** Source material follows **

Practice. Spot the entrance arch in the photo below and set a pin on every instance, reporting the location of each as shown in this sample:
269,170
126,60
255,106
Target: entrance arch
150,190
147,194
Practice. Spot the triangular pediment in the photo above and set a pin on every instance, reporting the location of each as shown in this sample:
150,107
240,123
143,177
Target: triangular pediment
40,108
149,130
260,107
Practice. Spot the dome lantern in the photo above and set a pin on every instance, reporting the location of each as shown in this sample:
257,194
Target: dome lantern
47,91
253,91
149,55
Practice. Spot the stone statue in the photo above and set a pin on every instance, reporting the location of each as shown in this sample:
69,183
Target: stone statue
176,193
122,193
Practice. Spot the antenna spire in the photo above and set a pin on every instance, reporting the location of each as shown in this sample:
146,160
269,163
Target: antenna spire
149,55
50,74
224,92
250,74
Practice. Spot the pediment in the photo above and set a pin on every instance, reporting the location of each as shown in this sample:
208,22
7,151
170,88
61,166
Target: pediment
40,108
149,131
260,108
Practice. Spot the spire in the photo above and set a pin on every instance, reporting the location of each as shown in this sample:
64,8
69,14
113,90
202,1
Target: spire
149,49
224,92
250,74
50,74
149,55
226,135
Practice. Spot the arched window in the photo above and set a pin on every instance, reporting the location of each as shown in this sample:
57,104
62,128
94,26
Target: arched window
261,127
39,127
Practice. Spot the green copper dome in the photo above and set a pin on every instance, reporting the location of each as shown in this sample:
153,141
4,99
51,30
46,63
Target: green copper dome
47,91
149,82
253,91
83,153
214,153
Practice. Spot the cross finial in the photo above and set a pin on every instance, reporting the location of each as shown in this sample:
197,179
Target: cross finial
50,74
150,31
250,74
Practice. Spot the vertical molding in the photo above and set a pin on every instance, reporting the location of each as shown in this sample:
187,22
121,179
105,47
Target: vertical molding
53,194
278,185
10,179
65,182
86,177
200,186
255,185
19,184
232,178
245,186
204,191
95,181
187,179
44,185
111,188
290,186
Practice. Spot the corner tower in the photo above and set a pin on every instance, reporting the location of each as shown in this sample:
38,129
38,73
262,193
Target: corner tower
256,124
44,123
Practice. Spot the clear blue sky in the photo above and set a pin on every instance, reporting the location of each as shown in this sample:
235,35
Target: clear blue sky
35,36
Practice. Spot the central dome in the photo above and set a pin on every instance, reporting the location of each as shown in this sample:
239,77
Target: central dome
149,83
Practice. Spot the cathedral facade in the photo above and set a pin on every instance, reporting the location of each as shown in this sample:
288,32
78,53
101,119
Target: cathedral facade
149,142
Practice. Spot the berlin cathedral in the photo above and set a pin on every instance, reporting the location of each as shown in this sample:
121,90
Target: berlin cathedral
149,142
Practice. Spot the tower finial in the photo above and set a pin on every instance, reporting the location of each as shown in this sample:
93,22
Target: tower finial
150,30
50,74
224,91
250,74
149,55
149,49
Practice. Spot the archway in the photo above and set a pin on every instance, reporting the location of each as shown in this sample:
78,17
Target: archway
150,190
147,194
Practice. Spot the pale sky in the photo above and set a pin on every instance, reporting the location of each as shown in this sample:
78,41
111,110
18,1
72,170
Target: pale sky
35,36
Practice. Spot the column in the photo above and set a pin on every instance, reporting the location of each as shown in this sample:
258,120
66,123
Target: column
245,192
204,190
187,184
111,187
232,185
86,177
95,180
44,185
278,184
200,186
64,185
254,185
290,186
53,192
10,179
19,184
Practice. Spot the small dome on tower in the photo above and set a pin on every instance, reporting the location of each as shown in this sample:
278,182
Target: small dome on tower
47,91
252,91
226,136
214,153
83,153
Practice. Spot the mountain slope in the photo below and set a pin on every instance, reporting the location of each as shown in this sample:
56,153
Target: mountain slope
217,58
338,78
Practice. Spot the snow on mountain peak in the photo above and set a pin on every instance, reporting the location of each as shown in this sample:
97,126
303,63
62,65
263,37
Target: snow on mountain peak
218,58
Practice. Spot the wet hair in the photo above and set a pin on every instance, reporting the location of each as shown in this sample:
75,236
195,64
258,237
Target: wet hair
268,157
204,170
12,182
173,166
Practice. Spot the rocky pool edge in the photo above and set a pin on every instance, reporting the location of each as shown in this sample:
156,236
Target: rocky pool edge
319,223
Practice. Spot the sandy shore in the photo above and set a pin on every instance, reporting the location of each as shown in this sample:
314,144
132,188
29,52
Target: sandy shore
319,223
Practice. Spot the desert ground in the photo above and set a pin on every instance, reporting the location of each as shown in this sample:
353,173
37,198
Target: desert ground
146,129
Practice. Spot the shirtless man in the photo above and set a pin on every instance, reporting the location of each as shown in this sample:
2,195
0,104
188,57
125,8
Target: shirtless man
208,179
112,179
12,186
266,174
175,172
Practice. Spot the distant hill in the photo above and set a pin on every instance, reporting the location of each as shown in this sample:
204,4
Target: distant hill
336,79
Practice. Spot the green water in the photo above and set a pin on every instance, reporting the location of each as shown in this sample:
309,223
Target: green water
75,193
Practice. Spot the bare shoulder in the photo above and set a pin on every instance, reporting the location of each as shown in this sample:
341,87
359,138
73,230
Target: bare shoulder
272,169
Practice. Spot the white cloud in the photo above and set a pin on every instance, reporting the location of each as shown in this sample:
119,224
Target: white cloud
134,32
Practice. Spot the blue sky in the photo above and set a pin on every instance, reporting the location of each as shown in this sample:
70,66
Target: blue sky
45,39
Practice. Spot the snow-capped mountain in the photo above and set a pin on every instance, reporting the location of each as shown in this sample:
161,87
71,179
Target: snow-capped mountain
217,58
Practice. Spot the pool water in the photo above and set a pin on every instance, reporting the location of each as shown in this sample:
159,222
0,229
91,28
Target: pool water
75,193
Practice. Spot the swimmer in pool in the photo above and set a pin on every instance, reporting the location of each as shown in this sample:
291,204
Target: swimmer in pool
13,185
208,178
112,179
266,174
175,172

** End of Source material **

Exercise> Give the records back in full, word for word.

The completed task>
Practice. Spot the entrance arch in the photo below and set a pin on every instance, reporting the location of each as shown in this sample:
269,170
126,60
255,106
Target: entrance arch
150,190
147,194
Practice. Spot the triangular pediment in the photo above and set a pin on every instance, reporting the location of each as shown in this sample:
150,107
240,123
143,177
Target: triangular pediment
40,108
149,130
260,107
Practice. Spot the dome lantern in the photo above and set a pin on every instance, reporting the location of each as shown in this sample:
257,194
Target: dome lantern
47,91
253,91
149,55
Practice. Spot the stone statue in the photo above and set a pin on every instance, reporting the location of each as shown in this sample:
69,183
Target: stone statue
176,193
122,193
Practice. Spot the antenna spire in the photo above and set a pin on every instance, reporting the location of each as shown in this sample:
146,160
269,163
Target: antenna spire
149,55
50,74
224,92
250,74
Practice. Spot the pediment in the photo above and set a pin on every instance, reporting the location of each as shown in this sample:
208,22
7,151
170,88
61,166
Target: pediment
40,108
149,131
260,108
Practice. Spot the spire in the photo above and set a pin on every instance, reporting the location of each as shown in this sample:
64,8
69,14
113,90
202,1
Target: spire
149,49
224,92
250,74
50,74
149,55
226,135
Practice. Spot the arched window in the photo above and set a pin on every instance, reporting the location of each as shown in this sample:
57,104
62,128
94,26
Target: arched window
261,127
39,127
Practice. Spot the green copper dome in the photo above and set a pin on every instance, reporting the location of each as shown in this sample:
153,141
4,99
51,30
46,63
Target: green copper dome
47,91
149,82
253,91
83,153
214,153
Practice. Spot the cross finial in the photo above and set a pin on every instance, reporting the location of each as shown in this sample:
197,179
Target: cross finial
50,74
150,31
250,74
Practice. Spot the vertical molding in the photo above and set a pin on every instance, reporting the location of each as shown in this sample:
187,22
121,179
105,47
Target: vertical molding
53,194
278,185
10,179
65,182
86,177
200,186
255,185
19,184
232,178
245,186
204,191
95,181
187,179
44,185
111,188
290,186
Practice. Spot the corner tower in the photo above and set a pin on every instance, reporting the location of each as shown in this sample:
38,129
38,73
262,193
Target: corner tower
256,124
44,123
Practice. Spot the clear blue sky in the photo above and set a pin on every instance, reporting the location of each as shown in this sample:
235,35
Target: clear blue sky
35,36
Practice. Spot the central dome in the photo above and set a pin on every instance, reporting the location of each as shown in this sample:
239,77
Target: central dome
149,83
Practice. Spot the cathedral facade in the photo above and set a pin on every instance, reporting the location of each as shown in this sample:
288,32
78,53
101,119
Target: cathedral facade
149,142
Practice. Spot the berlin cathedral in the photo above and set a pin on every instance, reporting the location of each as shown in this sample:
121,90
Target: berlin cathedral
149,142
Practice. Spot the tower finial in the photo above and set a pin on every instance, reporting the location of each as shown in this sample:
93,22
Target: tower finial
150,30
50,74
224,91
250,74
149,55
149,49
Practice. Spot the archway in the photo above and set a pin on every instance, reporting the location of each as shown in this sample:
78,17
Target: archway
150,190
147,194
Practice. Spot the pale sky in the photo above and set a pin on every instance, reporting the location of each as shown in this sample:
78,41
111,110
18,1
72,170
Target: pale sky
35,36
Practice. Spot the column in the photo above and set a pin on every instance, reporting the location of each as shown in this sample:
258,120
66,123
Target: column
245,192
204,190
187,184
111,187
232,185
86,177
95,180
44,185
278,184
200,186
64,185
254,185
290,186
53,192
10,179
19,184
Practice. Spot the small dome on tower in the photo above and set a pin on every instance, reporting the location of each as shown in this sample:
278,182
Target: small dome on tower
47,91
252,91
226,136
214,153
83,153
Practice. Spot the mountain slope in the photo below and set a pin on every instance, reporting the location of each as shown in this sample:
56,153
Target: mountain slope
217,58
338,78
Practice. Spot the snow on mountain peak in the photo above and set a pin on every instance, reporting the location of each as shown in this sample:
97,126
303,63
62,65
263,37
Target: snow on mountain peak
218,58
Practice. Spot the wet hair in the photo above and set a pin on every instance, reporting the location of each as shown in this sample:
75,236
195,64
258,237
Target: wet hair
268,157
204,170
12,182
173,166
Practice. Spot the rocky pool edge in the photo above and set a pin on every instance, reporting the location of each as shown in this sample:
156,236
Target: rocky pool edge
319,223
Practice. Spot the sandy shore in the photo above and set a pin on every instance, reporting the location of each as shown in this sample:
314,144
132,188
29,52
Target: sandy shore
319,223
Practice. Spot the desert ground in the photo above and set a pin on every instance, reporting the location of each as shown in this sample:
353,173
37,198
Target: desert ground
146,129
Practice. Spot the shirtless man in the photo above and set a pin on every instance, reporting the location of each as shown in this sample:
2,195
0,104
188,57
125,8
Target: shirtless man
208,179
112,179
12,186
266,174
175,172
Practice. Spot the distant hill in the photo above and set a pin on every instance, reporting the location of each as shown in this sample:
204,4
Target: distant hill
336,79
Practice. Spot the green water in the photo above and set a pin on every instance, reporting the location of each as shown in this sample:
309,223
Target: green water
75,193
Practice. Spot the bare shoulder in the photo above and set a pin on every instance, reporting the location of each as shown in this sample:
341,87
359,138
73,230
Target: bare shoulder
272,169
Practice. Spot the white cloud in the photo above and set a pin on every instance, reporting the location of each as shown in this sample:
119,224
Target: white cloud
134,32
Practice. Spot the blue sky in the photo above and set a pin on every instance, reporting the location of each as shown in this sample:
70,66
Target: blue sky
45,39
Practice. Spot the snow-capped mountain in the photo above and set a pin on every instance, reporting the location of each as shown in this sample:
161,87
71,179
Target: snow-capped mountain
217,58
Practice. Spot the pool water in the photo above and set a pin on every instance, reporting the location of each as shown in this sample:
159,222
0,229
91,28
Target: pool water
75,193
Practice. Spot the swimmer in pool in the photo above and set a pin on every instance, reporting the location of each as shown in this sample:
291,204
Target: swimmer in pool
13,185
208,178
112,179
266,174
175,172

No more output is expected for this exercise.